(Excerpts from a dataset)

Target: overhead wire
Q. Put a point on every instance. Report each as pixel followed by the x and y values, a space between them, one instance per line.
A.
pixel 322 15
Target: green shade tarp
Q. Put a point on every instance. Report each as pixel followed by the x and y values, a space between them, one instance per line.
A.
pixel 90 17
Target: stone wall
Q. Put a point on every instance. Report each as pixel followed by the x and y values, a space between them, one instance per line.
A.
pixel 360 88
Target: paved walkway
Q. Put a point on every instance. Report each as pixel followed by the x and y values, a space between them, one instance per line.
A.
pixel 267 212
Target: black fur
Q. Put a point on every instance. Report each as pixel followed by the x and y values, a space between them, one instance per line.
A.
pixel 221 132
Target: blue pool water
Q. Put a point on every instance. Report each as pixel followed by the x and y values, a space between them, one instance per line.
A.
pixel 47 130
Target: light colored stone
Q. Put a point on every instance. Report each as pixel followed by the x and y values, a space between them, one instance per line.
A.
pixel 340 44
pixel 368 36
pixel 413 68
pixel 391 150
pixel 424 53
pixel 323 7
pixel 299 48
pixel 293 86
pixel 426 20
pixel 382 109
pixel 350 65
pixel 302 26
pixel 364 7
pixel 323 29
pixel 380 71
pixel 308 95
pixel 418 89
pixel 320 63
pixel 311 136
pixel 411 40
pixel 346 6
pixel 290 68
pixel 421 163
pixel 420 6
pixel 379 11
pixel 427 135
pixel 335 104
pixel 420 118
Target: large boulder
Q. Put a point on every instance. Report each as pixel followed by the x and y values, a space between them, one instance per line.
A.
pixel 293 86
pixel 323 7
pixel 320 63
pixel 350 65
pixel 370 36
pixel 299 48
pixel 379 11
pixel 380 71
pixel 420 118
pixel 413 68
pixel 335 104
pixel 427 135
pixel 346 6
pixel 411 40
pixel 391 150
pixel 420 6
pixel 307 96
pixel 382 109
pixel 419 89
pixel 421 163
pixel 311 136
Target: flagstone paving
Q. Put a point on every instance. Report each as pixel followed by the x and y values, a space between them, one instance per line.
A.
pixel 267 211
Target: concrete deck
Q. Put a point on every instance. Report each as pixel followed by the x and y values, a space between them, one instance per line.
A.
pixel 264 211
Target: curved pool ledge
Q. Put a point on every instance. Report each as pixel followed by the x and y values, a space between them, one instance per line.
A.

PROBLEM STATEMENT -> Print the records once more, exactly as they were given.

RESPONSE TO THE EXERCISE ->
Target: overhead wire
Q. Put a point on every instance. Report each as pixel followed by the x and y values, a space between them, one instance per line.
A.
pixel 322 15
Target: green shade tarp
Q. Put a point on every instance. Report each as pixel followed by the x and y values, a space between them, one instance per line.
A.
pixel 90 17
Target: stone wall
Q. Put a point on every instance. Report each as pixel followed by the x and y values, a space between them, one instance per line.
A.
pixel 360 88
Target: paved walkway
Q. Put a point on every instance. Report each as pixel followed by the x and y values, a space between them, one instance per line.
A.
pixel 267 212
Target: black fur
Q. Put a point on every instance. Report each as pixel followed by the x and y values, a space between them, one instance per line.
A.
pixel 221 132
Target: blue pool water
Q. Put a point on every instance. Report each as pixel followed by the x and y values, a space between them, one instance per line.
A.
pixel 47 130
Target: light colored stone
Q. Put a point on every instance. Report each as pixel followed by the x and y values, a space between them, one instance per line.
A.
pixel 340 44
pixel 368 36
pixel 413 68
pixel 391 150
pixel 424 53
pixel 323 7
pixel 299 48
pixel 293 86
pixel 426 20
pixel 382 109
pixel 350 65
pixel 302 26
pixel 364 7
pixel 323 29
pixel 380 71
pixel 308 95
pixel 418 89
pixel 320 63
pixel 311 136
pixel 411 40
pixel 346 6
pixel 290 68
pixel 421 163
pixel 420 6
pixel 379 11
pixel 427 135
pixel 335 104
pixel 420 118
Target: large boulder
Q. Put a point on every instance. Report each as pixel followed by the x and y values, a space between them, one instance per line.
A.
pixel 293 86
pixel 323 7
pixel 320 63
pixel 350 65
pixel 370 36
pixel 299 48
pixel 379 11
pixel 380 71
pixel 420 118
pixel 413 68
pixel 335 104
pixel 427 135
pixel 346 6
pixel 411 40
pixel 391 150
pixel 420 6
pixel 307 96
pixel 382 109
pixel 419 89
pixel 421 163
pixel 311 136
Target: flagstone paving
Q. Put a point on every instance. Report each as pixel followed by the x and y values, a space between them, one instance per line.
A.
pixel 267 211
Target: concrete deck
Q. Put a point on every instance. Report each as pixel followed by the x and y values, a space between them, one instance per line.
A.
pixel 264 211
Target: curved pool ledge
Q. Put a point on every instance. Report each as pixel followed by the x and y values, a space between them, one instance per line.
A.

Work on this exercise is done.